_Your assignment:_ Copy every record below exactly as it stands.

------ Data for the task

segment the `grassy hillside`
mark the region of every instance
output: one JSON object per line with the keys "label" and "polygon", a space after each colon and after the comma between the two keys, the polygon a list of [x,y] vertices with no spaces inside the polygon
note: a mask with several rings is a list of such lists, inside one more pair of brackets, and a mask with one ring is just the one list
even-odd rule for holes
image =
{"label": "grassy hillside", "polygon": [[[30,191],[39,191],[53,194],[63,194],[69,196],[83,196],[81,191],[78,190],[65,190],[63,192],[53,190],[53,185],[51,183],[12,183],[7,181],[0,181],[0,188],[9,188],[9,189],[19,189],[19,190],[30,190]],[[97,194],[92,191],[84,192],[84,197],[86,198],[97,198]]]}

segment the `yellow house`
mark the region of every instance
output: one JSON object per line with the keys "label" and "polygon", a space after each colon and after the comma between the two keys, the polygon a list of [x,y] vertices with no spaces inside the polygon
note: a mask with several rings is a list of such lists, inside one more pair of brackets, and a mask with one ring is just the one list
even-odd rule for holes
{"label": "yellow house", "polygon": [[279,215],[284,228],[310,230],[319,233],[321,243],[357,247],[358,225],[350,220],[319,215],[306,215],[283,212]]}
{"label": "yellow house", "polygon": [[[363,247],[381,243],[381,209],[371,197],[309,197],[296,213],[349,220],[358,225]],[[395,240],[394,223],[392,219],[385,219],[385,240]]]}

------------

_Response to this task:_
segment the `grassy hillside`
mark the region of every instance
output: one JSON object per line with the keys "label" and "polygon", a space after each colon and after the comma between the two keys, the polygon a list of [x,y] vertices with no spaces inside the polygon
note: a mask with several rings is a list of such lists, inside one more pair of brackets, and a mask with one ring is just the one list
even-odd rule for holes
image =
{"label": "grassy hillside", "polygon": [[[30,191],[39,191],[53,194],[63,194],[69,196],[83,196],[81,191],[78,190],[65,190],[63,192],[53,190],[53,185],[51,183],[12,183],[7,181],[0,181],[0,188],[9,188],[9,189],[19,189],[19,190],[30,190]],[[97,194],[92,191],[84,192],[84,197],[86,198],[97,198]]]}

segment the `yellow house`
mark the region of every instance
output: one JSON object per line with the keys "label" and "polygon", a space after each colon and after the comma between the two keys, the polygon a list of [x,y] vertices with no spaces inside the polygon
note: a mask with several rings is a list of such lists, inside one more pair of brackets, and a mask with one ring is just the one list
even-odd rule for holes
{"label": "yellow house", "polygon": [[279,215],[284,228],[310,230],[319,233],[321,243],[357,247],[358,225],[350,220],[319,215],[306,215],[283,212]]}
{"label": "yellow house", "polygon": [[[363,247],[381,243],[381,209],[371,197],[309,197],[296,213],[349,220],[358,225]],[[395,240],[394,223],[392,219],[385,219],[385,240]]]}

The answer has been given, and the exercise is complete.